▶ WORK REQUIRED: Pick out every line of the material below that contains the string "pole", and copy each one.
* * * * *
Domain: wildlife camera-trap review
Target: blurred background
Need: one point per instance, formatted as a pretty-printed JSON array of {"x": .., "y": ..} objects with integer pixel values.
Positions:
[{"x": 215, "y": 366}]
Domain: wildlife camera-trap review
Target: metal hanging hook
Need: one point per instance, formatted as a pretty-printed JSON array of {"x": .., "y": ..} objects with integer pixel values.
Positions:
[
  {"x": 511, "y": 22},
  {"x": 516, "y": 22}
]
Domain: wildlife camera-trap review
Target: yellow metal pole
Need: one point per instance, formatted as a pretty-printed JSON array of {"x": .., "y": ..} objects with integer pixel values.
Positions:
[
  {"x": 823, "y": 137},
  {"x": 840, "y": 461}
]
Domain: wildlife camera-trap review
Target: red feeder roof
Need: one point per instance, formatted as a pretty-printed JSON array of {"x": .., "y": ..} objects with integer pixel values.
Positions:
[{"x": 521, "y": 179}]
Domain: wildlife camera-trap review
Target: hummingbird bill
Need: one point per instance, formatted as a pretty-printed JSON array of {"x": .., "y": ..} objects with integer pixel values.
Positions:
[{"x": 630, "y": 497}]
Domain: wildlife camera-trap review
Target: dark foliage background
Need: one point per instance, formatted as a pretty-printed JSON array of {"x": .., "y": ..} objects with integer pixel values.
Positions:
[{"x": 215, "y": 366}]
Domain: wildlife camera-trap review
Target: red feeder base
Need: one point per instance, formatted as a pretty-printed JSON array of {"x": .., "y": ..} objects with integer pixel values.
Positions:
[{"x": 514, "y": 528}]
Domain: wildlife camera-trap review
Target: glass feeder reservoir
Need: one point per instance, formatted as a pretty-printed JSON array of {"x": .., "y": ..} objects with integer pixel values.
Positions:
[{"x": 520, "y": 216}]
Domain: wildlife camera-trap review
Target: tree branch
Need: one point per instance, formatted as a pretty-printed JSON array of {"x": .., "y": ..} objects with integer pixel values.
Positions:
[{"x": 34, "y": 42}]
* * * * *
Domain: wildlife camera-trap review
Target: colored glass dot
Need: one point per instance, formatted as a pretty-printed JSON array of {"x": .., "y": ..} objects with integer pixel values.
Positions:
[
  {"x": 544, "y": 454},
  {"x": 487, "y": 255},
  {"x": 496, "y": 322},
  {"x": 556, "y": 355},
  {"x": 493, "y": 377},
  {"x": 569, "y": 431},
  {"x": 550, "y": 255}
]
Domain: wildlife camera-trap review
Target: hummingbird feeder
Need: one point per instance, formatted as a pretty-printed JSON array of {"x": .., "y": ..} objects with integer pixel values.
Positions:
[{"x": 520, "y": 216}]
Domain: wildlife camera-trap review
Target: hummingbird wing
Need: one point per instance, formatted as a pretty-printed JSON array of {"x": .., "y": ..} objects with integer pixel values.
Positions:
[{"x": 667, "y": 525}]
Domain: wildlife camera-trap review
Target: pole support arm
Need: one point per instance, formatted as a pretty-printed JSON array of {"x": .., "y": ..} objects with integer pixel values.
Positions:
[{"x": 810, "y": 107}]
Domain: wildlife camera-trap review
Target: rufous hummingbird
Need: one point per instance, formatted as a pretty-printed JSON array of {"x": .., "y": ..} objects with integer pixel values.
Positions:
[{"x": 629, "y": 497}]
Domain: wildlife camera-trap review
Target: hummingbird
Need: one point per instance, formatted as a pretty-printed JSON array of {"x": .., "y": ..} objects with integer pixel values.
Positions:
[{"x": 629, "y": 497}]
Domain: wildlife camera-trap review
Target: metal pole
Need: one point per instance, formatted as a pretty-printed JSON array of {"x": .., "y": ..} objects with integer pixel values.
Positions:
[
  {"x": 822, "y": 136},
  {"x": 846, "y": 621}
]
* * * * *
▶ WRITTEN SOLUTION:
Target: yellow metal pole
Target: pole support arm
Target: metal pole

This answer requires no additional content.